▶ _Exercise details_
Reproduce word for word the lines below that run from the line with "Each instance of the tree line" to the line with "pixel 418 246", both included, and give nothing else.

▶ _Records for this exercise_
------------------------------------

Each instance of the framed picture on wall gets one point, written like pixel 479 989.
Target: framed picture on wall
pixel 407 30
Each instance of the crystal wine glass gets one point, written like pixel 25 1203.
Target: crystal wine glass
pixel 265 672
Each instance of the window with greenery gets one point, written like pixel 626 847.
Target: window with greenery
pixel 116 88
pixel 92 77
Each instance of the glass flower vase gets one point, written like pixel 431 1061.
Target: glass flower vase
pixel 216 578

------------------------------------

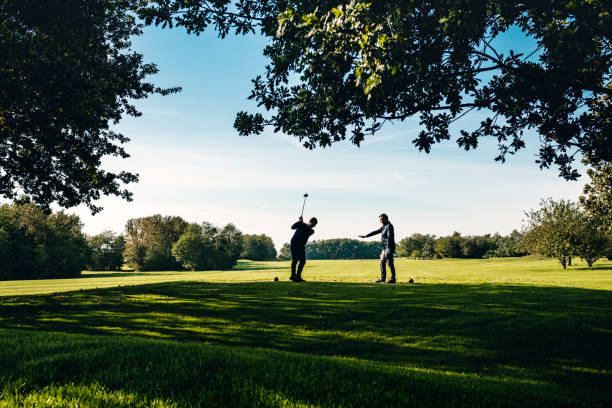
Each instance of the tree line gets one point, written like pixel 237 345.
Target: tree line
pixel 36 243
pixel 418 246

------------------------------------

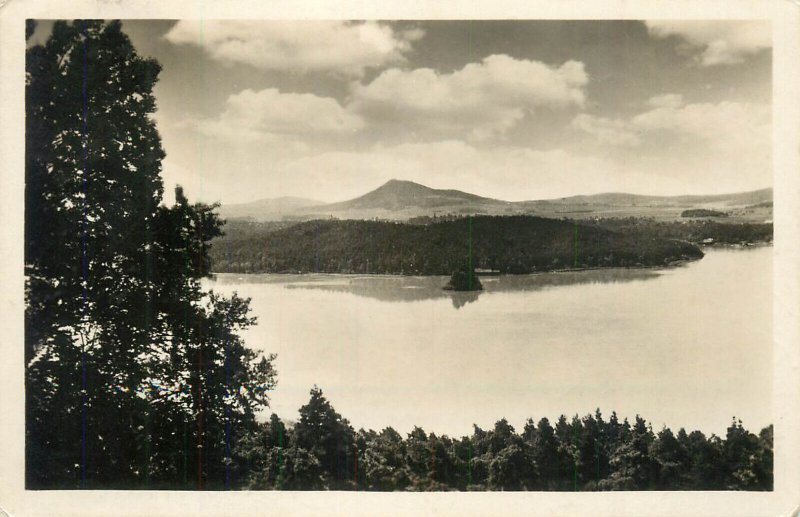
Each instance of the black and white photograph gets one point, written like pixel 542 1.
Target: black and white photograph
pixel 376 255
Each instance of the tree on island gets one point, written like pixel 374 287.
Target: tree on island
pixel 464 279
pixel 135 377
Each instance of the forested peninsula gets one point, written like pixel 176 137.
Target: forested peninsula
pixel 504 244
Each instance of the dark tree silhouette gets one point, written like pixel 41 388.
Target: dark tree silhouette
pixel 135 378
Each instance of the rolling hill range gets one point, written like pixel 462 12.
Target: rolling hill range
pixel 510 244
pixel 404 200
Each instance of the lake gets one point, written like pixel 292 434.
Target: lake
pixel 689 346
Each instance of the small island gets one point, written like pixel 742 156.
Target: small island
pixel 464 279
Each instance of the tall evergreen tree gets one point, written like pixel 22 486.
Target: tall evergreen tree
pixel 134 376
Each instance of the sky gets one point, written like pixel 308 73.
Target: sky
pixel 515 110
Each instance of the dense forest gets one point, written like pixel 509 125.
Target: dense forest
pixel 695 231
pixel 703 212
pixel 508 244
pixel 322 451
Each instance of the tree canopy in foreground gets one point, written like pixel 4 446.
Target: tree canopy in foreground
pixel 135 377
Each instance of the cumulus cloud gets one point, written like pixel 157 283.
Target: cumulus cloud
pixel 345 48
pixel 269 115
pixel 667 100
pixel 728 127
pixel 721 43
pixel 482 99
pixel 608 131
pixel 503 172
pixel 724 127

------------------------------------

▶ _Answer to this task_
Each instance of the tree line gets one point, written like pixel 237 345.
Target: tree line
pixel 36 243
pixel 418 246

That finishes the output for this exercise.